BRIEF
Give the records again exactly as written. Leave out the pictures.

BEGIN GIVEN INFORMATION

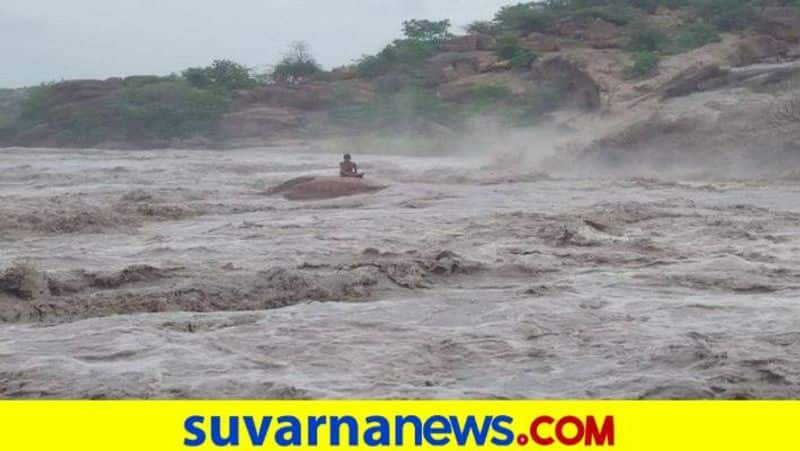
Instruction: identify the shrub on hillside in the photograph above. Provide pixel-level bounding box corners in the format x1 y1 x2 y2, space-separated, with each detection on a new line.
494 2 555 34
465 20 499 35
121 80 230 139
495 33 537 68
328 88 460 132
465 85 514 111
353 18 449 82
19 83 54 124
624 50 661 78
690 0 755 31
272 41 322 83
182 60 257 91
570 4 643 25
668 21 721 53
401 19 453 44
627 22 670 52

END GIVEN INFORMATION

TASK SOLUTION
Instruction: identify the shrub on hillside in the photograph above. Provide pixel-level bounding box corners in the format x1 y1 x2 y2, space-separated, with each detection on a new line.
494 2 555 34
465 20 499 35
121 80 230 139
495 33 537 68
328 88 460 132
465 85 514 111
353 18 449 82
19 83 54 124
624 50 661 78
690 0 755 31
272 41 322 83
182 60 257 91
570 4 643 25
668 21 721 53
401 19 453 44
627 22 670 52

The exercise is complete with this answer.